» **Written instruction**:
Turn every line in the items below into one numbered list, leaving out any blank lines.

» **Information given**:

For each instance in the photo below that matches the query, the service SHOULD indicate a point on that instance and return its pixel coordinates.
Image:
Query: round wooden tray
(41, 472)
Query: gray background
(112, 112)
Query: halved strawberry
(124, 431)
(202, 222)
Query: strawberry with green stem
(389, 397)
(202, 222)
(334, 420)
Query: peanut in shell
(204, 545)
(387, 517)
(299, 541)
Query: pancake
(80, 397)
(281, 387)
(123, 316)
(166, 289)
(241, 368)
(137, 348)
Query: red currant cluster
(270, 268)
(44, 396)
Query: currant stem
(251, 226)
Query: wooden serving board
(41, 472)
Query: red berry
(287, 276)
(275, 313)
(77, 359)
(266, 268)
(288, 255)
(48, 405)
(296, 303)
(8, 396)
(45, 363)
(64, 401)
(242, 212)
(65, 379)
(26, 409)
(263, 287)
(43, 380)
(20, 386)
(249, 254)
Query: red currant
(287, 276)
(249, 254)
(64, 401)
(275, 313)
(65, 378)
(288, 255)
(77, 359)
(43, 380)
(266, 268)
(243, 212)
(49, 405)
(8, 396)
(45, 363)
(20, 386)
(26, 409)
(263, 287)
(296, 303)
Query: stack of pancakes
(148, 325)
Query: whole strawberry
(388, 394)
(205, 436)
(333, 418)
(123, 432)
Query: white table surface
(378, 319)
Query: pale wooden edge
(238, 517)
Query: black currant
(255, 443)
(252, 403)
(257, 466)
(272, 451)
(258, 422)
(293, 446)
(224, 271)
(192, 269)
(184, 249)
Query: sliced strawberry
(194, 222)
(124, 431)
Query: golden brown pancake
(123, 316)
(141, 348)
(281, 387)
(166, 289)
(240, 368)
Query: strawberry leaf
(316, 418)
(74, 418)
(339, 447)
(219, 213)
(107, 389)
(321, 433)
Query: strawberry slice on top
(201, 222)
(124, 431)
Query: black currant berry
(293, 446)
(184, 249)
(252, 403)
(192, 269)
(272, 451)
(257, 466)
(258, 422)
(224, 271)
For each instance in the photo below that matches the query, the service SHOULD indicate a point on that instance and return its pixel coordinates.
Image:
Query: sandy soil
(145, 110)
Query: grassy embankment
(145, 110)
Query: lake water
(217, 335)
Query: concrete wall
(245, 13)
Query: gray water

» **Response below**:
1. For each instance in the photo below that matches the query, the service SHOULD indicate a point on that instance and return its pixel coordinates.
2. Image:
3. Query: round wooden tray
4. (41, 472)
5. Query: gray background
6. (112, 112)
7. Query: halved strawberry
8. (124, 431)
9. (202, 222)
10. Query: strawberry with green stem
11. (389, 397)
12. (202, 222)
13. (334, 420)
14. Query: peanut in shell
15. (204, 545)
16. (387, 517)
17. (299, 541)
18. Query: pancake
19. (80, 397)
20. (281, 387)
21. (123, 316)
22. (166, 289)
23. (241, 368)
24. (137, 348)
25. Query: red currant cluster
26. (270, 268)
27. (44, 396)
28. Query: currant stem
29. (251, 226)
30. Query: wooden serving board
31. (41, 472)
32. Query: red berry
33. (287, 276)
34. (275, 313)
35. (77, 359)
36. (266, 268)
37. (288, 255)
38. (48, 405)
39. (296, 303)
40. (8, 396)
41. (45, 363)
42. (64, 401)
43. (242, 212)
44. (65, 379)
45. (26, 409)
46. (263, 287)
47. (43, 380)
48. (20, 386)
49. (249, 254)
50. Query: red currant
51. (287, 276)
52. (249, 254)
53. (64, 401)
54. (275, 313)
55. (65, 378)
56. (288, 255)
57. (77, 359)
58. (43, 380)
59. (266, 268)
60. (243, 212)
61. (49, 405)
62. (8, 396)
63. (45, 363)
64. (20, 386)
65. (26, 409)
66. (263, 287)
67. (296, 303)
68. Query: stack of pancakes
69. (148, 325)
70. Query: whole strawberry
71. (388, 394)
72. (205, 436)
73. (333, 418)
74. (123, 432)
75. Query: white table surface
76. (378, 319)
77. Query: pale wooden edge
78. (238, 517)
79. Query: black currant
80. (255, 443)
81. (252, 403)
82. (257, 466)
83. (272, 451)
84. (258, 422)
85. (293, 446)
86. (224, 271)
87. (192, 269)
88. (184, 249)
89. Query: sliced strawberry
90. (194, 222)
91. (124, 431)
92. Query: golden brown pancake
93. (123, 316)
94. (141, 348)
95. (281, 387)
96. (166, 289)
97. (240, 368)
98. Query: strawberry leaf
99. (316, 418)
100. (74, 418)
101. (339, 447)
102. (219, 213)
103. (107, 389)
104. (321, 433)
105. Query: strawberry slice on top
106. (201, 222)
107. (124, 431)
108. Query: black currant berry
109. (293, 446)
110. (184, 249)
111. (252, 403)
112. (192, 269)
113. (272, 451)
114. (257, 466)
115. (258, 422)
116. (224, 271)
117. For each instance in the photo below that matches the query, the service SHOULD indicate a point on that instance and return its pixel coordinates.
118. Image:
119. Query: sandy soil
120. (145, 110)
121. Query: grassy embankment
122. (145, 110)
123. Query: lake water
124. (217, 335)
125. Query: concrete wall
126. (245, 13)
127. Query: gray water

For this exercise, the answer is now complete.